# [QUOTED TEXT]
Imaginary numbers were long dismissed as mathematical “bookkeeping.” But now, as Karmela Padavic-Callaghan explains, physicists are proving that they describe the hidden shape of nature…

Many science students may imagine a ball rolling down a hill or a car skidding because of friction as prototypical examples of the systems physicists care about. But much of modern physics consists of searching for objects and phenomena that are virtually invisible: the tiny electrons of quantum physics and the particles hidden within strange metals of materials science along with their highly energetic counterparts that only exist briefly within giant particle colliders.

In their quest to grasp these hidden building blocks of reality scientists have looked to mathematical theories and formalism. Ideally, an unexpected experimental observation leads a physicist to a new mathematical theory, and then mathematical work on said theory leads them to new experiments and new observations. Some part of this process inevitably happens in the physicist’s mind, where symbols and numbers help make invisible theoretical ideas visible in the tangible, measurable physical world.

# [RAW RECORDS]
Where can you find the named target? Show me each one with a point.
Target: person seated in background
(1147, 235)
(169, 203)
--
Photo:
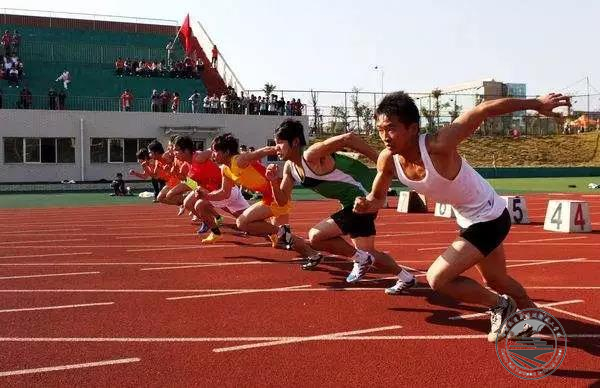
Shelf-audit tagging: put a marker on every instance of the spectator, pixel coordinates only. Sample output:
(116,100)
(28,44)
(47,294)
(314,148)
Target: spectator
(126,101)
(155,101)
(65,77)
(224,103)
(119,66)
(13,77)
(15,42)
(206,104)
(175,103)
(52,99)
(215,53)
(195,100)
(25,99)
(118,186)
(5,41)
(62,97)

# [OBJECTIVE]
Rewrite the text on imaginary numbers from "In their quest" to "measurable physical world.", changing "scientists" to "researchers".

# [WRITTEN SOLUTION]
In their quest to grasp these hidden building blocks of reality researchers have looked to mathematical theories and formalism. Ideally, an unexpected experimental observation leads a physicist to a new mathematical theory, and then mathematical work on said theory leads them to new experiments and new observations. Some part of this process inevitably happens in the physicist’s mind, where symbols and numbers help make invisible theoretical ideas visible in the tangible, measurable physical world.